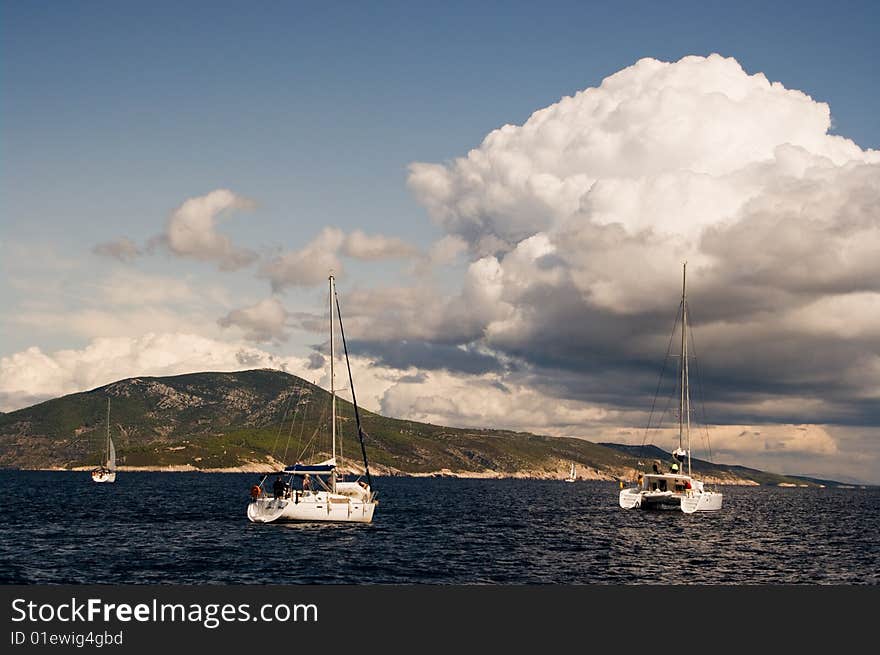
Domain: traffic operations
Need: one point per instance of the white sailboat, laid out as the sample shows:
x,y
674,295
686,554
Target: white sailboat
x,y
322,496
106,472
675,490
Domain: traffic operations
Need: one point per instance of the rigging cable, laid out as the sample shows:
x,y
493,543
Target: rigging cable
x,y
357,414
660,381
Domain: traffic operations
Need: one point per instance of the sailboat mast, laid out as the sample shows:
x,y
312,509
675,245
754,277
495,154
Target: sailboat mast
x,y
332,372
685,391
107,452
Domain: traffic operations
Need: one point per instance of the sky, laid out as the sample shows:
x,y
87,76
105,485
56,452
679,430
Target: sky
x,y
505,191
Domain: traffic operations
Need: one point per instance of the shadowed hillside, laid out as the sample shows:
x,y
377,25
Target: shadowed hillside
x,y
261,419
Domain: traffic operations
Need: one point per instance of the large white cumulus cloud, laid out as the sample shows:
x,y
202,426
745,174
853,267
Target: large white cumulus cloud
x,y
658,145
585,213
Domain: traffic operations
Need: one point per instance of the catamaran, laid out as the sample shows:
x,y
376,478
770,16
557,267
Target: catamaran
x,y
674,489
322,496
106,472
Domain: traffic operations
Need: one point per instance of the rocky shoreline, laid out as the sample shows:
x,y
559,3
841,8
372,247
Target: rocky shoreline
x,y
583,473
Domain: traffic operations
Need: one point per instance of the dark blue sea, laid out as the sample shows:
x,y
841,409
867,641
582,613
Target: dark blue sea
x,y
191,528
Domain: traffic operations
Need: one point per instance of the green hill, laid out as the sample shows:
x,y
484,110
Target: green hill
x,y
260,419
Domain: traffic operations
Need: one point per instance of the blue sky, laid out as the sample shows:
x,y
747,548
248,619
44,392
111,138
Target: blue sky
x,y
113,114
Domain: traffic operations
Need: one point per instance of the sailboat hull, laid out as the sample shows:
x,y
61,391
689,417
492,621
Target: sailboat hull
x,y
689,502
320,506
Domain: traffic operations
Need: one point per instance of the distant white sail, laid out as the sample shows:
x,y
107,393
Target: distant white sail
x,y
111,461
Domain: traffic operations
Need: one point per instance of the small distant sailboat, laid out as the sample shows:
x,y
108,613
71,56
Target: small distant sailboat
x,y
106,472
675,490
323,497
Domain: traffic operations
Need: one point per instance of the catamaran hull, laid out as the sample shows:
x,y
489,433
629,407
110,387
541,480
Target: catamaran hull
x,y
705,501
308,510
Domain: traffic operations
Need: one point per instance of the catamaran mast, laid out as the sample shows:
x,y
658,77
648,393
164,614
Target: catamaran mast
x,y
107,449
332,381
684,414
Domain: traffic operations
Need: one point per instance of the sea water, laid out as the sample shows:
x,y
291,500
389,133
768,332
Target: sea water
x,y
191,528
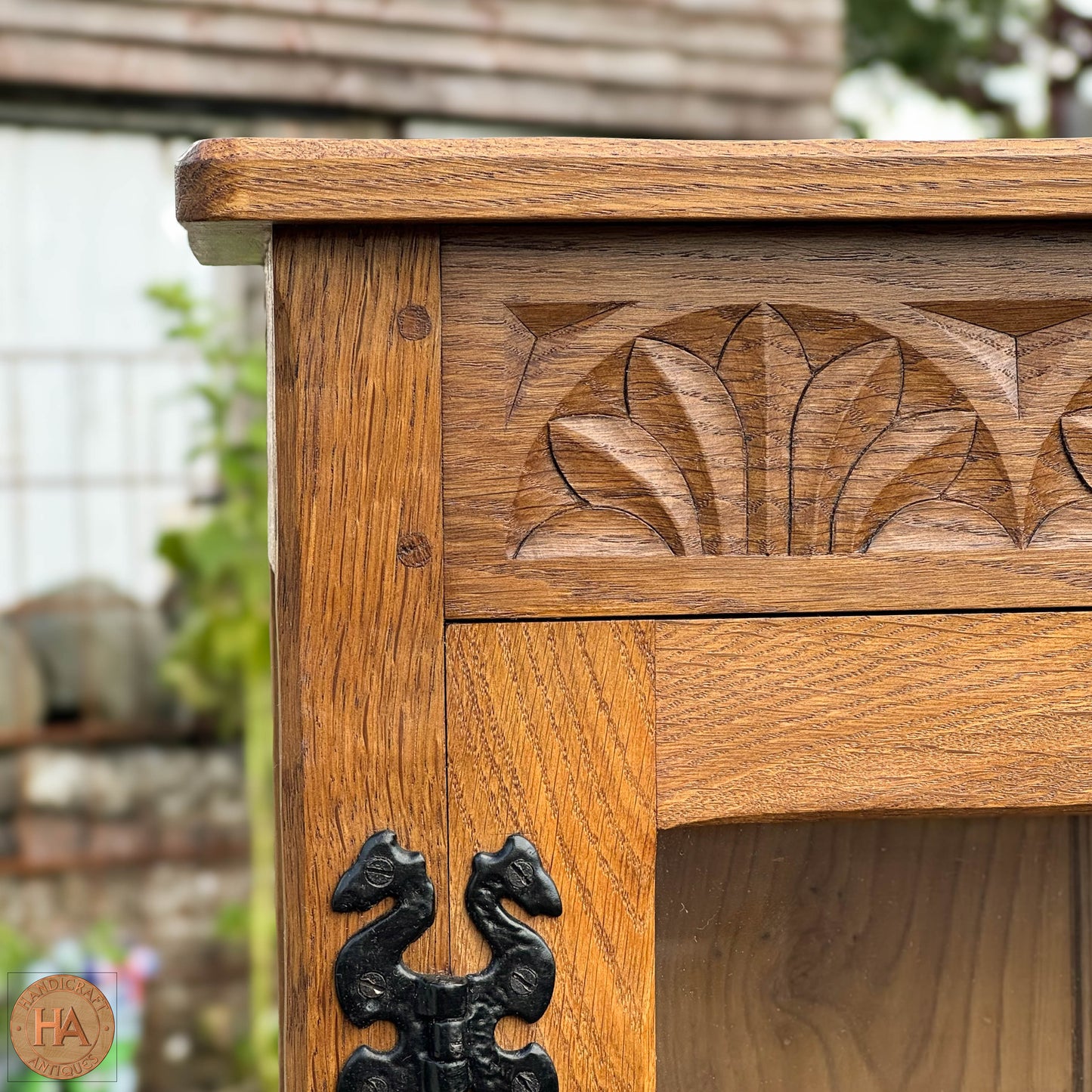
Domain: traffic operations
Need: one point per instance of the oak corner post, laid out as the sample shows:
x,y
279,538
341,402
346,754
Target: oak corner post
x,y
358,599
====
- Exercise instructions
The records above need to be given again exactly. Omit the pictures.

- Written solution
Domain: traffic operations
Need: one point per instance of the white sailboat, laid out as the sample shows:
x,y
674,295
686,554
Target: white sailboat
x,y
322,496
106,472
675,490
Domain: traffic operations
Need: one point per instance of the rigging cable, laid out as the sample shows:
x,y
493,543
Target: rigging cable
x,y
357,414
660,381
Domain: traffic operations
Need: one point per instance of the sailboat mast, laid out as the sample shows:
x,y
312,509
675,245
754,277
495,154
Target: sailboat mast
x,y
332,372
685,391
107,452
Domain: traffic operations
Need: one point per instance of the sky, laid out as the sample shows:
x,y
87,76
105,485
56,452
679,430
Target: sky
x,y
505,191
Domain: traffic operations
Need: one point per instance of the shadowed hillside, laid out as the sample shows:
x,y
377,25
Target: shadowed hillside
x,y
261,419
Domain: traffic operations
Need: one point per instance of the large white cumulus cloud, laid out as the sample shows:
x,y
202,426
745,174
853,267
Target: large white cumulus cloud
x,y
658,145
585,213
Domain: traffic operations
Need: one point per instance of the catamaran, laid out as the sample shows:
x,y
376,478
770,16
557,267
Target: catamaran
x,y
674,489
322,496
106,472
Domain: traffic operations
Need: one point per instance of the rocky shoreline, laid out as the sample shows:
x,y
559,3
841,8
372,247
Target: rocky shoreline
x,y
583,473
Domain: traffic operations
Need: one point per instance of the dark blue sea, laid out as the sample shows:
x,y
841,409
867,641
582,613
Target: dark blue sea
x,y
191,528
Domain: traffic operations
Need: one point per instance of the green hill, laid out as the sample shows:
x,y
484,110
Target: green hill
x,y
260,419
Domain: traffic operations
Need: one point per instance of the blue sky, laid out as the sample shows:
x,y
747,548
248,619
44,392
111,138
Target: blue sky
x,y
113,114
Domain: traffic operations
Need: one point per instance of the sailboat hull, laid out as the sample shows:
x,y
61,391
689,417
492,621
Target: sailboat hull
x,y
689,502
320,506
Domain: traffic operations
Need: one point per instance of the distant white sail, laid out as the sample shows:
x,y
107,393
Target: distant white sail
x,y
111,461
Domain: traffic operations
Need: one point per instance of the small distant sailboat, laid out as the sample shows:
x,y
108,613
71,56
Target: small distant sailboat
x,y
106,472
675,490
323,497
Domain: traffic operations
Need: one point per instance of the catamaran hull, laid out as the sample shows:
x,y
489,433
629,407
110,387
541,480
Target: catamaran hull
x,y
705,501
308,510
Domain: traffic operations
Need: one point per instance of the catamaran mast, laid out as the sample shows:
x,y
658,77
648,393
164,614
Target: catamaran mast
x,y
107,449
332,381
684,414
Domain: traffic operations
Need: one point per instance of the sea water, laid out as the sample shows:
x,y
291,500
389,133
768,332
Target: sea water
x,y
191,528
Domain: traffic operations
Need: one point per instance of the oak corner post, laid out as the sample shows:
x,y
279,538
341,402
346,754
Target: oak corner post
x,y
358,599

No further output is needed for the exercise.